- _Requirement_
Transcribe all of the data exactly, leaving nothing out.

- _Information shown_
--*--

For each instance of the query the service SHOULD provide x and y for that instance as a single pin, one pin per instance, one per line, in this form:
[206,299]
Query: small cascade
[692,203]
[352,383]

--*--

- _Written response_
For each instance of the query the service SHOULD provide x and y for that instance as a single pin, one pin per instance, one per line, in this form:
[206,299]
Query: small cascade
[692,203]
[352,383]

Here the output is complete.